Line by line, copy the data below exactly.
** Opening Source records block **
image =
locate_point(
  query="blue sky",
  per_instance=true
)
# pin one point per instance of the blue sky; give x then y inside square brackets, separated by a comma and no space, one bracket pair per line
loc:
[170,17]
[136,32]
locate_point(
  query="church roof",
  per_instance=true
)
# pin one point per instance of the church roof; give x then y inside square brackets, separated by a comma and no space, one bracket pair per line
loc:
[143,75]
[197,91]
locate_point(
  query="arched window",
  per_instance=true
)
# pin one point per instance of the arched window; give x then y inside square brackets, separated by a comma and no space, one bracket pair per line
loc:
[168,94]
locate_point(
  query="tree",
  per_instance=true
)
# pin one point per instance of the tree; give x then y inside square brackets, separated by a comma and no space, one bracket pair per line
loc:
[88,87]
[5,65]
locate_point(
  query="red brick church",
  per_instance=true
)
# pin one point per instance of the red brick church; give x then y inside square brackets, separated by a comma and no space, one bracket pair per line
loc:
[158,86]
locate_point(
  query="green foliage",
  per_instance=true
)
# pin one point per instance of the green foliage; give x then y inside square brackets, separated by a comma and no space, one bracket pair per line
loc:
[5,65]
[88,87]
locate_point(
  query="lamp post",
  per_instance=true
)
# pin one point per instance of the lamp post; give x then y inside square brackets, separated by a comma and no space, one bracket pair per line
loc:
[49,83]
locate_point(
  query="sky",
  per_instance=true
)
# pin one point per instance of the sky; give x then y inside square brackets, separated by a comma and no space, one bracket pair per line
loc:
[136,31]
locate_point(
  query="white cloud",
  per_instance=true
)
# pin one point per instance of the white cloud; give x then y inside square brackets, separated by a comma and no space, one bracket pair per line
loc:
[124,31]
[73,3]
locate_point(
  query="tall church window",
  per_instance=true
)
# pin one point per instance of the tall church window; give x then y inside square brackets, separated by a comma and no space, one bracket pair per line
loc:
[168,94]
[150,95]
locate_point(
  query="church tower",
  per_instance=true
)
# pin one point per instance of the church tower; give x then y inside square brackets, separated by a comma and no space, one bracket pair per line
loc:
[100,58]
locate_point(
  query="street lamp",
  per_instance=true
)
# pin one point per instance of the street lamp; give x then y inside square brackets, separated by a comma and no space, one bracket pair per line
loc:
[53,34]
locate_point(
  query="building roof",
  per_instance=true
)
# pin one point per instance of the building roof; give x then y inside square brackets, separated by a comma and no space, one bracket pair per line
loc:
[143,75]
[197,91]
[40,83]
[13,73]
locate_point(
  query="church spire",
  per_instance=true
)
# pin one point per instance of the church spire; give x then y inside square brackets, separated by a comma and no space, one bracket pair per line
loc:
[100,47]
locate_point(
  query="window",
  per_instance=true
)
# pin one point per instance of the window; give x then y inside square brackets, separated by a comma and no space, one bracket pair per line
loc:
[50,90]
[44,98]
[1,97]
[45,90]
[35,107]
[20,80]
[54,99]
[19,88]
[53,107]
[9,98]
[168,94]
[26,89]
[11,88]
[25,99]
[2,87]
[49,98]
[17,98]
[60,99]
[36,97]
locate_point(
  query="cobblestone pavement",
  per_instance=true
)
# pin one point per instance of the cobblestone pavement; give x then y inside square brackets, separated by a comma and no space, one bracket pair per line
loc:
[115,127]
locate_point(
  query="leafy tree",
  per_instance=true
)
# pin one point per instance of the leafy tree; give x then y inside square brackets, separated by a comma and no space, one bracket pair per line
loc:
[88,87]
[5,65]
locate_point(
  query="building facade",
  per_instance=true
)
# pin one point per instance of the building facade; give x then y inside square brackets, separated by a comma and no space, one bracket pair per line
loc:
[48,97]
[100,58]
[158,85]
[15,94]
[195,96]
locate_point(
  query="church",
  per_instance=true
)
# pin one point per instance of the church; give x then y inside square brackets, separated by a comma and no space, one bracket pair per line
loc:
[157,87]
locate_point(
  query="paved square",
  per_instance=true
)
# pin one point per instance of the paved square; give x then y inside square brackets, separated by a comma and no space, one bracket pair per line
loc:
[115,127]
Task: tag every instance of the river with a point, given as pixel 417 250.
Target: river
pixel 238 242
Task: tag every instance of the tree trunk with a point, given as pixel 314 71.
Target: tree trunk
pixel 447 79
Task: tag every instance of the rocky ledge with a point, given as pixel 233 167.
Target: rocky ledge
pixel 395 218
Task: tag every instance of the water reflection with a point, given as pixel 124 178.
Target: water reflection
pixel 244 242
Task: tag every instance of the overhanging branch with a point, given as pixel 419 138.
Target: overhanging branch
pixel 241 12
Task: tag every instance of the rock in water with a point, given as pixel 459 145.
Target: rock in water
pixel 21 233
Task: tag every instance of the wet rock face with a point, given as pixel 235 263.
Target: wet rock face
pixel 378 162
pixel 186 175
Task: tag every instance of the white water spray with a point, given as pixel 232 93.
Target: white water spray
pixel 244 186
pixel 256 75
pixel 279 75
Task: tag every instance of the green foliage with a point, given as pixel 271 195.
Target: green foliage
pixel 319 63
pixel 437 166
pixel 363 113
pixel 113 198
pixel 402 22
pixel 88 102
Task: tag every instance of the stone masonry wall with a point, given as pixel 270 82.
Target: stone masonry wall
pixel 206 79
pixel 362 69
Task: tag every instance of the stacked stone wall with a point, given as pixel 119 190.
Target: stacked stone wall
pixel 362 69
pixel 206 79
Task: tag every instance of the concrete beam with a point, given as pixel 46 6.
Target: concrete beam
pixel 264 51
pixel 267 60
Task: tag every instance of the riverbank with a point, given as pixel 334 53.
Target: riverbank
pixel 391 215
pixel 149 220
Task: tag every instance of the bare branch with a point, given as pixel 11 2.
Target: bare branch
** Closing Source records block **
> **Reply to the task**
image =
locate_point(
  query="blue sky",
  per_instance=true
)
# pin one point per instance of the blue sky; give x then y inside square brackets, separated by a comma and no space, one bracket pair per line
loc:
[170,17]
[136,32]
locate_point(
  query="church roof",
  per_instance=true
)
# pin one point per instance of the church roof; give x then y inside square brackets, separated by a comma and no space, one bracket pair per line
loc:
[143,75]
[197,91]
locate_point(
  query="arched window",
  per_instance=true
)
# pin one point per instance of the arched window; give x then y inside square brackets, separated by a comma and no space, one bracket pair per line
loc:
[168,94]
locate_point(
  query="tree",
  per_instance=true
)
# pin one point per instance of the tree; give x then y inside square brackets, separated by a comma and no space, one bracket pair per line
loc:
[88,87]
[5,65]
locate_point(
  query="red brick church",
  per_instance=true
)
# pin one point per instance of the red brick church; give x then y inside square brackets, separated by a comma and no space, one bracket pair per line
loc:
[158,86]
locate_point(
  query="green foliage",
  per_instance=true
)
# pin one point per instance of the green foliage; give x then y inside square brackets, separated by a comma and no space, one bracket pair per line
loc:
[5,65]
[88,87]
locate_point(
  query="lamp post",
  per_instance=true
)
# pin one point per instance of the lamp post; give x then y inside square brackets, separated by a comma and no space, one bracket pair per line
loc:
[49,83]
locate_point(
  query="sky",
  per_instance=true
)
# pin one point per instance of the sky; give x then y inside square brackets, separated by a comma and no space, one bracket pair per line
loc:
[136,31]
locate_point(
  query="white cloud",
  per_instance=true
)
# pin one point per instance of the white cloud; give x then y inside square brackets, separated by a comma and no space, one bracket pair per line
loc:
[124,31]
[73,3]
locate_point(
  query="tall church window",
  per_instance=true
)
# pin one point per instance of the tall church window; give x then y inside square brackets, separated by a comma and no space, one bracket pair per line
loc:
[168,94]
[150,95]
locate_point(
  query="church tower",
  per_instance=true
)
# pin one point per instance of the church tower; give x then y inside square brackets, separated by a comma and no space, one bracket pair per line
loc:
[100,58]
locate_point(
  query="street lamp",
  per_instance=true
)
# pin one point per instance of the street lamp; give x then y inside square brackets, separated by a comma and no space, one bracket pair per line
loc:
[53,34]
locate_point(
  query="building roof",
  per_instance=true
)
# pin one point per instance of the building roof; give x then y inside square brackets, separated by a comma and no space, one bracket pair per line
loc:
[143,75]
[197,91]
[40,83]
[13,73]
locate_point(
  query="church spire",
  per_instance=true
)
# pin one point per instance of the church spire; give x then y inside square brackets, separated by a comma and no space, one bracket pair per line
loc:
[100,47]
locate_point(
  query="window",
  per_instance=true
)
# pin one point per instance of the window; give x then y inside square brackets, separated by a comma and no space, one bracket pair per line
loc:
[50,90]
[44,98]
[1,97]
[45,90]
[35,107]
[20,80]
[54,99]
[19,88]
[53,107]
[9,98]
[168,94]
[26,89]
[11,88]
[25,99]
[2,87]
[49,98]
[17,98]
[60,99]
[36,97]
locate_point(
  query="cobblestone pavement",
  per_instance=true
)
# pin one point per instance of the cobblestone pavement; give x then y inside square brackets, separated by a comma and no space, one bracket pair per line
loc:
[115,127]
locate_point(
  query="leafy tree",
  per_instance=true
)
# pin one point per instance of the leafy tree; give x then y inside square brackets, separated by a comma and no space, one bracket pair per line
loc:
[88,87]
[5,65]
locate_point(
  query="building facade",
  per_instance=true
)
# pin one point per instance of the building facade; give x then y inside square brackets, separated by a comma and no space, one bracket pair per line
loc:
[48,97]
[100,58]
[158,85]
[15,94]
[195,96]
locate_point(
  query="church",
  per_instance=true
)
# pin one point per instance of the church; give x then y inside square brackets, separated by a comma and no space, one bracket pair per line
loc:
[157,87]
locate_point(
  query="paved square",
  per_instance=true
)
# pin one point per instance of the paved square; give x then y inside square brackets, separated by a comma and no space, one bracket pair per line
loc:
[115,127]
Task: tag every instance of the river with a point, given as pixel 417 250.
Target: river
pixel 238 242
Task: tag every instance of the tree trunk with a point, given as pixel 314 71.
Target: tree trunk
pixel 447 79
Task: tag every instance of the rocky ledge with a point, given as pixel 233 167.
Target: rocky ledge
pixel 395 218
Task: tag every instance of the water reflection with a point, given as pixel 124 178.
Target: water reflection
pixel 244 242
Task: tag every instance of the overhanging branch with a point, given as pixel 419 138.
Target: overhanging branch
pixel 241 12
Task: tag every instance of the rock in water with a point, given as pixel 459 145.
Target: rock in water
pixel 21 233
Task: tag every instance of the wet rock face with a point, given as pixel 235 263.
Target: wet rock face
pixel 378 162
pixel 186 175
Task: tag every instance of the white water spray with a point, given as pixel 232 93.
Target: white water spray
pixel 244 186
pixel 256 75
pixel 279 75
Task: tag every instance of the green foliage with a point, given as pixel 271 195.
Target: green foliage
pixel 319 63
pixel 437 166
pixel 363 113
pixel 113 198
pixel 402 22
pixel 88 102
Task: tag every instance of the stone masonry wall with a point, given as pixel 270 82.
Target: stone masonry wall
pixel 206 79
pixel 362 69
Task: tag every instance of the stacked stone wall with a point, given as pixel 119 190.
Target: stacked stone wall
pixel 362 69
pixel 206 79
Task: tag every instance of the concrete beam with a point, given as pixel 46 6.
Target: concrete beam
pixel 264 51
pixel 267 60
Task: tag every instance of the riverbank with a point, given as pixel 334 53.
Target: riverbank
pixel 391 215
pixel 149 220
Task: tag every instance of the bare branch with a point, given as pixel 11 2.
Target: bare branch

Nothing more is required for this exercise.